→ **Aim of the task**
Retype the stretch from the start of the records through the line containing "box: [297, 186, 449, 561]", keeping every character the same.

→ **Dataset entries**
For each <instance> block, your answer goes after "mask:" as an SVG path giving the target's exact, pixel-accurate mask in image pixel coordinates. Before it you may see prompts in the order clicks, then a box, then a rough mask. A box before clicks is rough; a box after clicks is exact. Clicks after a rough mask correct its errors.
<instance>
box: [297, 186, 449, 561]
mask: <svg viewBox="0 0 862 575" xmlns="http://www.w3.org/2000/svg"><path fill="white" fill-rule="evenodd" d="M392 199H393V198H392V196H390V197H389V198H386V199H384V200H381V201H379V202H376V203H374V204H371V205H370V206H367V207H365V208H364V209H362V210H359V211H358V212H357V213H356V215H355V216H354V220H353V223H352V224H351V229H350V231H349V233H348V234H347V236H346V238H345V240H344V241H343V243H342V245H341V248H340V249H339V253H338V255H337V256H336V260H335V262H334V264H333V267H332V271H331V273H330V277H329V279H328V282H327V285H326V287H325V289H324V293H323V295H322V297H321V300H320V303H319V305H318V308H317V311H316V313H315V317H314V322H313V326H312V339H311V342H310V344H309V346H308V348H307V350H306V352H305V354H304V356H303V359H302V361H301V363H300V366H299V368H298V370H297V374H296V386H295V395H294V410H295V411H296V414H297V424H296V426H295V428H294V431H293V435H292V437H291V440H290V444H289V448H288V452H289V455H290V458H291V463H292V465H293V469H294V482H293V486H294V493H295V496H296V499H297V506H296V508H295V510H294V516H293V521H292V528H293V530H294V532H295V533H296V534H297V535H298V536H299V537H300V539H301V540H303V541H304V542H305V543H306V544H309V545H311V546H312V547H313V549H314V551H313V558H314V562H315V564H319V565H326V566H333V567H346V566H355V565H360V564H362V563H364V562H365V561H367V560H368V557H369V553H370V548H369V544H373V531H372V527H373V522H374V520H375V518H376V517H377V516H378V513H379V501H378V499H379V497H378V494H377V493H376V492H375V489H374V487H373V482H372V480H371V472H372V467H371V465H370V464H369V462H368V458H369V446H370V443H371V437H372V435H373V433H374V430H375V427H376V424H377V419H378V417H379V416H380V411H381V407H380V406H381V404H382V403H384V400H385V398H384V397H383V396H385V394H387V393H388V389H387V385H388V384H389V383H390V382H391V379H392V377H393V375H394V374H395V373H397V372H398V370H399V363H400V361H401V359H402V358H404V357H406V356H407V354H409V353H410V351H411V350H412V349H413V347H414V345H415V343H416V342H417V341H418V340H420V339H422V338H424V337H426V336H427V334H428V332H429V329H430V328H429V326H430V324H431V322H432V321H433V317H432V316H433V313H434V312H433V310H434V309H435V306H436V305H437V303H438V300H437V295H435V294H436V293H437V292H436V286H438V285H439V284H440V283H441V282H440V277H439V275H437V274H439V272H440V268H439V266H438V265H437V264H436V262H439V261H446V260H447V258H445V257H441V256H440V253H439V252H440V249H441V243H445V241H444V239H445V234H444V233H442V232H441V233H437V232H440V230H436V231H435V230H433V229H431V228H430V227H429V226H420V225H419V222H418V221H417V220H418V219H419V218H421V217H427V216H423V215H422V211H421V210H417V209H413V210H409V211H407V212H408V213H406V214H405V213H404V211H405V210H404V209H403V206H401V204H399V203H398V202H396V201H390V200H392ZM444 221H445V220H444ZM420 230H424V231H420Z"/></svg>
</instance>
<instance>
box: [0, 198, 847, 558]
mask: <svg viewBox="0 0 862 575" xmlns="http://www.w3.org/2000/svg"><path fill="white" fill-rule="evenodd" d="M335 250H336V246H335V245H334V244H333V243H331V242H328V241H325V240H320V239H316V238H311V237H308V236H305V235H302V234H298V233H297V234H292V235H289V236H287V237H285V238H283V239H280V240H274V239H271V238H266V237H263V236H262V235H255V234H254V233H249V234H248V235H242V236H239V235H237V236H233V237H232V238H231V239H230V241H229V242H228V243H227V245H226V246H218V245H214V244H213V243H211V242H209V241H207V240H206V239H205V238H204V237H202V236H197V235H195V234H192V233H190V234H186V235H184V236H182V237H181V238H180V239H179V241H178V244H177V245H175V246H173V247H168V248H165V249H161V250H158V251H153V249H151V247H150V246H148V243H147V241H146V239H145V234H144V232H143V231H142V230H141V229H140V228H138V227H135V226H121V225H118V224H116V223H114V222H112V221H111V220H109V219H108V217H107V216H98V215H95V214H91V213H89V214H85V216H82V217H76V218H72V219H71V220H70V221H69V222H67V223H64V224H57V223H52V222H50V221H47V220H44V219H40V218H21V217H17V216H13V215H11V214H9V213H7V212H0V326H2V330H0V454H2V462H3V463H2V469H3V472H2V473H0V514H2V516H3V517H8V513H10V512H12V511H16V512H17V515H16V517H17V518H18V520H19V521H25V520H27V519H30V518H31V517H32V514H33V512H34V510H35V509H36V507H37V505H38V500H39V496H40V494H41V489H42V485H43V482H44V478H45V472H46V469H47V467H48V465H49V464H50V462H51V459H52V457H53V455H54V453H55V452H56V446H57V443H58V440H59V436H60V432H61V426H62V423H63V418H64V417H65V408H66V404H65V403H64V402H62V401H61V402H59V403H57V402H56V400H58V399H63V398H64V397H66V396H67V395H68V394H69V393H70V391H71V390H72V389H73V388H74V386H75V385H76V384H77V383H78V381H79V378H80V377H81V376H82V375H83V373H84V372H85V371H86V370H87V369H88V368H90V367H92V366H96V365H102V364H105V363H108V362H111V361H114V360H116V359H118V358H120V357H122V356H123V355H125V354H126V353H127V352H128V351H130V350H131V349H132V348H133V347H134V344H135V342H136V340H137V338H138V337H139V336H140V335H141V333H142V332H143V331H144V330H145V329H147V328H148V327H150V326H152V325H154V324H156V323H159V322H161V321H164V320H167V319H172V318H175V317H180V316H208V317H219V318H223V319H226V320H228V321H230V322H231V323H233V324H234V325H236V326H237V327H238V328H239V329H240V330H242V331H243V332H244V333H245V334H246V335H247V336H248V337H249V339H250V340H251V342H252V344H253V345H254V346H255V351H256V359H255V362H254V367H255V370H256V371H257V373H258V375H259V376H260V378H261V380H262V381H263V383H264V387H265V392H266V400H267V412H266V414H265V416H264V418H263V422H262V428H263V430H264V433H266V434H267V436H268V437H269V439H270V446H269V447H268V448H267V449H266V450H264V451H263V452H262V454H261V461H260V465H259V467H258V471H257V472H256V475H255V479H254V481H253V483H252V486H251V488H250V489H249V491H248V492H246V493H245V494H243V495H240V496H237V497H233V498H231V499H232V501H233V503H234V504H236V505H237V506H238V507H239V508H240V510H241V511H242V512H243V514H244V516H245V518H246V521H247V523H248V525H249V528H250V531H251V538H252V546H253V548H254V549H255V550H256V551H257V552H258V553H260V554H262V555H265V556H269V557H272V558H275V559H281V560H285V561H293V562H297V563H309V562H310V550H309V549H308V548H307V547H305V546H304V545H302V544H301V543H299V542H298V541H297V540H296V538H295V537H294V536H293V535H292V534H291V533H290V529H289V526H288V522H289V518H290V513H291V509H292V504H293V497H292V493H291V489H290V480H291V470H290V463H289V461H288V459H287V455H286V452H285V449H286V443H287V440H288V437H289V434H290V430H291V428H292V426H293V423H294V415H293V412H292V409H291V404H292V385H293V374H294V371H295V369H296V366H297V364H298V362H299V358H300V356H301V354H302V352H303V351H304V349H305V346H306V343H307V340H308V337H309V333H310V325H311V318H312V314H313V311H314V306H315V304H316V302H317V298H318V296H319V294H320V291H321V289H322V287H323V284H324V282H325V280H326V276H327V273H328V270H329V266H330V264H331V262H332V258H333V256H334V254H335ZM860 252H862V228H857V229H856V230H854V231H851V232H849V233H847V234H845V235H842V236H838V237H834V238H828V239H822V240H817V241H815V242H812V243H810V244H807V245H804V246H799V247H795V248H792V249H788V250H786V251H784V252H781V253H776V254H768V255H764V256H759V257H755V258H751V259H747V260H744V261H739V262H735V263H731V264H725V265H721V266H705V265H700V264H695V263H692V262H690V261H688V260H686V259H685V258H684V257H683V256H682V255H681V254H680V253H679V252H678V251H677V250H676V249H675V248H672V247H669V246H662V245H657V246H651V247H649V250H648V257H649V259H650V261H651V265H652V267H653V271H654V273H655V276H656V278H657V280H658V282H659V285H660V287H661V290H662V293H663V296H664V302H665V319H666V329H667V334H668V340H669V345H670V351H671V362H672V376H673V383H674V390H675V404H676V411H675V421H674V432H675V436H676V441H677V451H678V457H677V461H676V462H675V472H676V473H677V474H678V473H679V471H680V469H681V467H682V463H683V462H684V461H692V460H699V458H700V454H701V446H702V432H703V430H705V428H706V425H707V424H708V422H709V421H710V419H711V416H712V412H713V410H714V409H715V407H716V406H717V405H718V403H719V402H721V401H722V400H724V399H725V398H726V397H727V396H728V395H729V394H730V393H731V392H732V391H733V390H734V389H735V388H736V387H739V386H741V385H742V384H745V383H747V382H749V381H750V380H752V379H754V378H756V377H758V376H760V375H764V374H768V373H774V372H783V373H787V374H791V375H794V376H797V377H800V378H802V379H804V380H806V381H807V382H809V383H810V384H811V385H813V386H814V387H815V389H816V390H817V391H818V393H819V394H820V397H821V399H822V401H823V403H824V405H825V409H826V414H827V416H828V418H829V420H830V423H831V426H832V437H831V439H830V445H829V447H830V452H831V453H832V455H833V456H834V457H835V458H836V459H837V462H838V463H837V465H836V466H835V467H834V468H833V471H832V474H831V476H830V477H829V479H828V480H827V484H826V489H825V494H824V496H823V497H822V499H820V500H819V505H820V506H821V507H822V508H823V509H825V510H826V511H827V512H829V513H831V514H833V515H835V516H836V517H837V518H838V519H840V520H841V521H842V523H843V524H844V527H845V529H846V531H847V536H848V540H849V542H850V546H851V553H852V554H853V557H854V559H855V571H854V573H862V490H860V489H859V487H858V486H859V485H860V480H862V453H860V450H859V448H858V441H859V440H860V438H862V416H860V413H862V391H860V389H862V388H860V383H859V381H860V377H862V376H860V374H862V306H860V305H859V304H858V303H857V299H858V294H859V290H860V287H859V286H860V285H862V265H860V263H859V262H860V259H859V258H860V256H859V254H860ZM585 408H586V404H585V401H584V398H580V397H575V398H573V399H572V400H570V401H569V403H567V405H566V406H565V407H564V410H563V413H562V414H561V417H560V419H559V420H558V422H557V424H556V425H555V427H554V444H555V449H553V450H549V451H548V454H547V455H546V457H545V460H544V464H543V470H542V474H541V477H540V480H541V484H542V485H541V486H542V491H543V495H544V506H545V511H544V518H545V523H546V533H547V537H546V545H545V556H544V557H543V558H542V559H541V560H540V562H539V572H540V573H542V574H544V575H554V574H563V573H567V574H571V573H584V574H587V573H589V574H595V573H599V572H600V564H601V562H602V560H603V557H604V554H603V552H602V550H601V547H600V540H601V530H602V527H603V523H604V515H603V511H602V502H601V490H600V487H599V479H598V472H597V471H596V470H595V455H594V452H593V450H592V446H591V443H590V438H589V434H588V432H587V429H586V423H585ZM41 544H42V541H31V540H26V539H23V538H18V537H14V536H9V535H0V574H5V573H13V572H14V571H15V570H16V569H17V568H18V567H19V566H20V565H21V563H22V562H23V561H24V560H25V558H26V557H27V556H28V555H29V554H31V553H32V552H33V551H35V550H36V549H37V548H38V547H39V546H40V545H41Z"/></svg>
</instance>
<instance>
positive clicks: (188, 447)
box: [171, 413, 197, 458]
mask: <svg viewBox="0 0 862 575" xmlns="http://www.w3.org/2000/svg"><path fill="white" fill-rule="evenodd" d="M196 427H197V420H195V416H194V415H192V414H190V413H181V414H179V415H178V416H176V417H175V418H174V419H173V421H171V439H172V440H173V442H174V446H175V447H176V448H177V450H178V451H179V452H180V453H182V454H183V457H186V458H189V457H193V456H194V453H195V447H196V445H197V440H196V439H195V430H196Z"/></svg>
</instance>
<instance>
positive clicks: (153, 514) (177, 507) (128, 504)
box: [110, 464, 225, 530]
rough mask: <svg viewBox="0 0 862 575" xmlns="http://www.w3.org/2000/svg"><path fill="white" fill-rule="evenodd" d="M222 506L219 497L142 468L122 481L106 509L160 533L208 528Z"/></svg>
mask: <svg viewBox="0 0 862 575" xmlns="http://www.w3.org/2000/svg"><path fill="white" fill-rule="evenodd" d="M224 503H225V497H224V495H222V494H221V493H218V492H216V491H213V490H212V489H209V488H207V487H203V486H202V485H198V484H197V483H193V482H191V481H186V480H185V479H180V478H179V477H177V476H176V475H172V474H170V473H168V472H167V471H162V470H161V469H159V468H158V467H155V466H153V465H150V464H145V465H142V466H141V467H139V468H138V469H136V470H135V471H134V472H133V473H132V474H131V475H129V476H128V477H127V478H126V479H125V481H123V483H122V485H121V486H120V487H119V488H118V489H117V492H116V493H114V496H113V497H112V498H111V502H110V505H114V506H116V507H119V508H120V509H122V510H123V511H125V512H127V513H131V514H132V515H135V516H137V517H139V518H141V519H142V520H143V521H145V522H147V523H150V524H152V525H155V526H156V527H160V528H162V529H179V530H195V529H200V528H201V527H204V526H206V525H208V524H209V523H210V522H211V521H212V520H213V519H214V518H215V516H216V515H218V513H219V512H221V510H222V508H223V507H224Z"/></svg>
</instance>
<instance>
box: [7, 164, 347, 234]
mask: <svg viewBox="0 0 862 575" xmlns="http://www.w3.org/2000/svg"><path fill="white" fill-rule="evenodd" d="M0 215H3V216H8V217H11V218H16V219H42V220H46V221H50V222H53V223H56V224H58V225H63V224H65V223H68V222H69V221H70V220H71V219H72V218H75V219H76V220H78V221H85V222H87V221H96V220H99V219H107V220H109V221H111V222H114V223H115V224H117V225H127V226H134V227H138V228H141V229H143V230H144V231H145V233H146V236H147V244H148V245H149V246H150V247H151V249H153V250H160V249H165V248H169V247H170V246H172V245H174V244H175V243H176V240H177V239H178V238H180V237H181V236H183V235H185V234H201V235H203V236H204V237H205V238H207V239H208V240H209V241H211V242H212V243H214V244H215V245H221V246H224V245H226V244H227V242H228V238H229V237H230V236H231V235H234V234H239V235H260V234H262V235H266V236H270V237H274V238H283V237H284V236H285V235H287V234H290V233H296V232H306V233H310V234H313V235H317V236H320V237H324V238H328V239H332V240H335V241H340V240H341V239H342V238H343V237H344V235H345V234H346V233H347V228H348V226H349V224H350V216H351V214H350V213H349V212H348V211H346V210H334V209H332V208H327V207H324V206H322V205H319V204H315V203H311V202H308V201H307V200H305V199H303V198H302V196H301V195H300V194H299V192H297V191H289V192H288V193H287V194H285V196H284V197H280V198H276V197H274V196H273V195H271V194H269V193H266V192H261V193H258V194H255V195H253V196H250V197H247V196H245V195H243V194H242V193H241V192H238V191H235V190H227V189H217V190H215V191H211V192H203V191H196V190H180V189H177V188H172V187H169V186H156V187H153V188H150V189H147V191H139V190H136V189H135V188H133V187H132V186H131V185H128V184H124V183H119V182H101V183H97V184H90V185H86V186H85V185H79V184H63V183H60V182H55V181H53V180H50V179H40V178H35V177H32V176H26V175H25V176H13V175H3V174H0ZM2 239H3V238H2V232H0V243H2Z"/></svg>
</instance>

→ **Written answer**
For each <instance> block, your answer goes after "mask:" as an SVG path giving the target's exact, pixel-accurate mask in image pixel coordinates. Before it you may see prompts in the order clicks, then a box, then a rough mask. A box before clicks is rough; a box after clicks is exact. Clicks after a rough mask correct its errors.
<instance>
box: [297, 186, 449, 561]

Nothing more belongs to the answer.